>>
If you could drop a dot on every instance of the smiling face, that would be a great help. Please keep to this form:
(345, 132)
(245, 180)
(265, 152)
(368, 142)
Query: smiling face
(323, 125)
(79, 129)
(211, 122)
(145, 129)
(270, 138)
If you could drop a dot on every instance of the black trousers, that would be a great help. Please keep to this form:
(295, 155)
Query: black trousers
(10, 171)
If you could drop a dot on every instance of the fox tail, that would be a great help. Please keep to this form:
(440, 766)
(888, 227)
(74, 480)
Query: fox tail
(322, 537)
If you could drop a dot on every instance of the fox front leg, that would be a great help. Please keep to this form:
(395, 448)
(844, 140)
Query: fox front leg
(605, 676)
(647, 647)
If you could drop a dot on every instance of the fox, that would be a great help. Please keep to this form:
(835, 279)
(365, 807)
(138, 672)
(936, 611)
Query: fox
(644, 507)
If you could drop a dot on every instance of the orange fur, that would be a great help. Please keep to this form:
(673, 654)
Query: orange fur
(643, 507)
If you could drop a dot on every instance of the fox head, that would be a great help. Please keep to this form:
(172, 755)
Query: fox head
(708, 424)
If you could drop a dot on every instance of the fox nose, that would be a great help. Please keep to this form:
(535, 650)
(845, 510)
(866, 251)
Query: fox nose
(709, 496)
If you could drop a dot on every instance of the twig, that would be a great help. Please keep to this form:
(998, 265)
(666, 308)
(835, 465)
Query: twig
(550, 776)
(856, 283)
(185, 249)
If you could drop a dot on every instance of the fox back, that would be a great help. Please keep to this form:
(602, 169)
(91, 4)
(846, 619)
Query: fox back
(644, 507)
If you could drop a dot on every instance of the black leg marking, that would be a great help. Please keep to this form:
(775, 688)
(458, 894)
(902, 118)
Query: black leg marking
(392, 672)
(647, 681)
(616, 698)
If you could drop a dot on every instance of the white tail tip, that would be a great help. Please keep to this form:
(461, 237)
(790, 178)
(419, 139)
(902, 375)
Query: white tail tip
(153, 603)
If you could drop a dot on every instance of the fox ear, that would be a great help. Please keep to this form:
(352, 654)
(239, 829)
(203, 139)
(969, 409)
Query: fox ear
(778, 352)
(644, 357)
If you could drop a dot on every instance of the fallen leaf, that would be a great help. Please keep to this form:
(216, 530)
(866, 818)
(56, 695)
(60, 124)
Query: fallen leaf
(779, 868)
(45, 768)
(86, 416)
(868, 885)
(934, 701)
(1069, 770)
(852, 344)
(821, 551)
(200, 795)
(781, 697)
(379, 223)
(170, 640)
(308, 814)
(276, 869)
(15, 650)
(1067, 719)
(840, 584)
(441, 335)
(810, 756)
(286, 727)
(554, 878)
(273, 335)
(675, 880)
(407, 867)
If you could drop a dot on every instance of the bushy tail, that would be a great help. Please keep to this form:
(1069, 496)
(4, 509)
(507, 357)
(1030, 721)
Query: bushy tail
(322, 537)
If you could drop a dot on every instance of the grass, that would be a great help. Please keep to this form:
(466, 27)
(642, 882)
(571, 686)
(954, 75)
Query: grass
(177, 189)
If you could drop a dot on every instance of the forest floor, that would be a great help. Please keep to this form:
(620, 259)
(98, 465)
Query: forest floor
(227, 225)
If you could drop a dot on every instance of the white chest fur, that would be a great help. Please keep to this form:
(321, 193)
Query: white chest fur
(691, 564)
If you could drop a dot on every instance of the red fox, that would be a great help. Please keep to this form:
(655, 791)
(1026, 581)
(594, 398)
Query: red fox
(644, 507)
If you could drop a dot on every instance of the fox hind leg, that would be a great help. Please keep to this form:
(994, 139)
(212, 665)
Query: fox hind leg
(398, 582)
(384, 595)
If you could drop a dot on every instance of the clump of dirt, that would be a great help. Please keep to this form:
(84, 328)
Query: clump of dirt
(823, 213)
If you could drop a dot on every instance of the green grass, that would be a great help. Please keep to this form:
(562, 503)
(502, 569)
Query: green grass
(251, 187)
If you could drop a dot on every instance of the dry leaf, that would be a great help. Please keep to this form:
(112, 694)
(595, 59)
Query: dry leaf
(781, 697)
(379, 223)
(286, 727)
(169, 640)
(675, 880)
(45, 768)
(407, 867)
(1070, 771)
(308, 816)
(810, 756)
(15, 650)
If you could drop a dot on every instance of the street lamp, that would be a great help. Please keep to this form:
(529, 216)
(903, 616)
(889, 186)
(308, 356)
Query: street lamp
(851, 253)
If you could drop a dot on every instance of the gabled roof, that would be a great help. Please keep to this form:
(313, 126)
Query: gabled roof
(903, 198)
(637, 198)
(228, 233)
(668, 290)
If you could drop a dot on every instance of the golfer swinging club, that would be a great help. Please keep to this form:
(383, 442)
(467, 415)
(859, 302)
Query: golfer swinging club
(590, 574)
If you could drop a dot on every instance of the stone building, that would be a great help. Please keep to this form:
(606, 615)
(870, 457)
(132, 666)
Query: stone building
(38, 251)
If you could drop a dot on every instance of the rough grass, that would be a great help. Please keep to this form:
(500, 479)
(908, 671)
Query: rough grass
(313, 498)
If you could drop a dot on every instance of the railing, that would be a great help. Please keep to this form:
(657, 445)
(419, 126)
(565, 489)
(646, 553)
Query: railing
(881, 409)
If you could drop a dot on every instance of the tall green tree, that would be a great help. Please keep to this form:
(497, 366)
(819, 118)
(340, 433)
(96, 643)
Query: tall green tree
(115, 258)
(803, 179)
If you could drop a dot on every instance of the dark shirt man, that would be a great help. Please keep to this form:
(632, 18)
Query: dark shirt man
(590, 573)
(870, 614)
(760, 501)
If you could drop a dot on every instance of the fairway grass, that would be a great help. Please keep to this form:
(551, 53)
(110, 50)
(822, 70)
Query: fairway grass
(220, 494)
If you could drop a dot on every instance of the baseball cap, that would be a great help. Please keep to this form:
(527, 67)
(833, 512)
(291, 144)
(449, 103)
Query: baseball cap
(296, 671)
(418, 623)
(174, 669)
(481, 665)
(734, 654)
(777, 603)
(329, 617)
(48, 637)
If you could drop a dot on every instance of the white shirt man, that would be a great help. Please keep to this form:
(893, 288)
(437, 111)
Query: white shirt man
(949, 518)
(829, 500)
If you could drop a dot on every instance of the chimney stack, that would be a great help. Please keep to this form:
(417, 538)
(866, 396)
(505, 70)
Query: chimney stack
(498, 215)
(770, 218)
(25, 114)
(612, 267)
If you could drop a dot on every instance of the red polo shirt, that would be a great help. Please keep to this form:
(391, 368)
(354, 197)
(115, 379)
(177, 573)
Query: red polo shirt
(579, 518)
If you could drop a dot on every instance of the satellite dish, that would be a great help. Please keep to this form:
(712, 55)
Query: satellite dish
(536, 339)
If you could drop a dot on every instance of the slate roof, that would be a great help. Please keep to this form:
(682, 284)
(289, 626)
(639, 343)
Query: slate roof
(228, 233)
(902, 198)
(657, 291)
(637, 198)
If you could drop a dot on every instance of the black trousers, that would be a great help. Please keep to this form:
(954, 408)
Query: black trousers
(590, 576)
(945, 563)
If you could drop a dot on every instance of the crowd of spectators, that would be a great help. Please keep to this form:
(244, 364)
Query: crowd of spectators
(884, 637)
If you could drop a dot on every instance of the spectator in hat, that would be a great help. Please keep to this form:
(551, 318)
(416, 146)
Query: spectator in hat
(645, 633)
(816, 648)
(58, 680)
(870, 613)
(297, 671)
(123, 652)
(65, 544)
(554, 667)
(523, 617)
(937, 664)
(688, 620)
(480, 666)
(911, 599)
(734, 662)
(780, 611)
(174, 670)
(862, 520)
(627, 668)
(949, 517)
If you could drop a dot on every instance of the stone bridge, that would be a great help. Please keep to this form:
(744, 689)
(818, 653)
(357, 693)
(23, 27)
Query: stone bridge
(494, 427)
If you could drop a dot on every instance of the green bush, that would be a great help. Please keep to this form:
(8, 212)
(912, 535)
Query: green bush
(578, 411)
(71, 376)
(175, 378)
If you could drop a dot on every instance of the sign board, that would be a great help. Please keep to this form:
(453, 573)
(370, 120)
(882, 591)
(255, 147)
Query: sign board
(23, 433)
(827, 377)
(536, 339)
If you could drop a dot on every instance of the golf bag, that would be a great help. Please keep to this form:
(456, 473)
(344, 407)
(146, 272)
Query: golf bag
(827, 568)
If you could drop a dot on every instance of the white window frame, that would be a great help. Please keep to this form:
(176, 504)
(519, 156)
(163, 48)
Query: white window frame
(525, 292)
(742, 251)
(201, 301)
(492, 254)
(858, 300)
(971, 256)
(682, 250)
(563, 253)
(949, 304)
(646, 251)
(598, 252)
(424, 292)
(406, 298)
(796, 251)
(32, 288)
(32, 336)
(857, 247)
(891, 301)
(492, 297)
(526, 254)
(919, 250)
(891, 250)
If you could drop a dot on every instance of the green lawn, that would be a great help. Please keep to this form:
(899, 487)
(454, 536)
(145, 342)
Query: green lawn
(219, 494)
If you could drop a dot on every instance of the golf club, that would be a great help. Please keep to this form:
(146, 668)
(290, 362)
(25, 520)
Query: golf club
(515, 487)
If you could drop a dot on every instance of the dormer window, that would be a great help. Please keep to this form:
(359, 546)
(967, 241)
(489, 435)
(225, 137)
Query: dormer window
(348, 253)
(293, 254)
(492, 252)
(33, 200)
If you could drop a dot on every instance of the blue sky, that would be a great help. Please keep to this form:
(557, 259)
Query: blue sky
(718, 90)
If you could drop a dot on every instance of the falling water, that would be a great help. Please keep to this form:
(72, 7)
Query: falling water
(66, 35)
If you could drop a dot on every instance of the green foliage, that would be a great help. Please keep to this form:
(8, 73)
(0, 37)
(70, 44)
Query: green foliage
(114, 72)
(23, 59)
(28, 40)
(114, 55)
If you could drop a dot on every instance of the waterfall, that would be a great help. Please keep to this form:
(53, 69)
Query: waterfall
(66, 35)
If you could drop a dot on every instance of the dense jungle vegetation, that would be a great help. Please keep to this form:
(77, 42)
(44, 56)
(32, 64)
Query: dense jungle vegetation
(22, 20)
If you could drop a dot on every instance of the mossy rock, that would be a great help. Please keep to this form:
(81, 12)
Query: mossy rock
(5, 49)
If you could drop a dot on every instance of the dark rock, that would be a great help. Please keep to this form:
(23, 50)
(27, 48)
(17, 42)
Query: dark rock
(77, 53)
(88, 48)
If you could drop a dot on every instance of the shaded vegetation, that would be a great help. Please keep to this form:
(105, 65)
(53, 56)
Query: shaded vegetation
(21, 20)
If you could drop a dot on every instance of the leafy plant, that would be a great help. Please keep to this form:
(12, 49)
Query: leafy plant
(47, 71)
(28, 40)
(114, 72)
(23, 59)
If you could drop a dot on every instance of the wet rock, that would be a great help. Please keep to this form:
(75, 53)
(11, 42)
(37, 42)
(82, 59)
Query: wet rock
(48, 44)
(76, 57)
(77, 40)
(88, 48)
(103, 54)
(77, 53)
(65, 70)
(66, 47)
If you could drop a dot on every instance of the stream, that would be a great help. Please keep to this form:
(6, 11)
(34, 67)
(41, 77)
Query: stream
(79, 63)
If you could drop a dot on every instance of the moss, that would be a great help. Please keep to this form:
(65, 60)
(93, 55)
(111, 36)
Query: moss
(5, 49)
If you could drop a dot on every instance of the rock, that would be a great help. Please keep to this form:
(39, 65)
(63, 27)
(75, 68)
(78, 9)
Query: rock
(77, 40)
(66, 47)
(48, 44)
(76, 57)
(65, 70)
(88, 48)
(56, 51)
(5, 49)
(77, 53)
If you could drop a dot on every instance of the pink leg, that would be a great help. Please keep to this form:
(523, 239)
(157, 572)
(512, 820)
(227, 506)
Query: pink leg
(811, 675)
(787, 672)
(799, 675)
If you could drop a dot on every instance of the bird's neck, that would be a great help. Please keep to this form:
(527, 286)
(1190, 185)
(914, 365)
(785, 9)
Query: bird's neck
<<
#### WHAT TO DO
Output an exact copy of the lines beginning at the one that holds "the stream, that" and running through the final line of the records.

#### EXERCISE RESPONSE
If you could drop a dot on every instance of the stream, that would be a great help. Please keep to this form:
(6, 11)
(34, 67)
(41, 77)
Query: stream
(79, 63)
If you could drop a dot on every instance of the moss, that would be a great help. Please keep to this form:
(65, 60)
(93, 55)
(111, 36)
Query: moss
(5, 49)
If you could drop a dot on every instance of the rock, that would be a great help. Please keep to this form:
(39, 65)
(63, 27)
(75, 68)
(78, 9)
Query: rock
(77, 40)
(66, 47)
(48, 44)
(76, 57)
(65, 70)
(88, 48)
(56, 51)
(5, 49)
(77, 53)
If you could drop a dot on every instance of the pink leg, that would be a great help. Please keep to this form:
(523, 239)
(157, 572)
(512, 820)
(227, 506)
Query: pink leg
(811, 675)
(787, 672)
(799, 675)
If you could drop a dot on every instance of the bird's neck, that would be a great help. Please keep to this form:
(527, 286)
(1190, 185)
(914, 365)
(785, 9)
Query: bird's neck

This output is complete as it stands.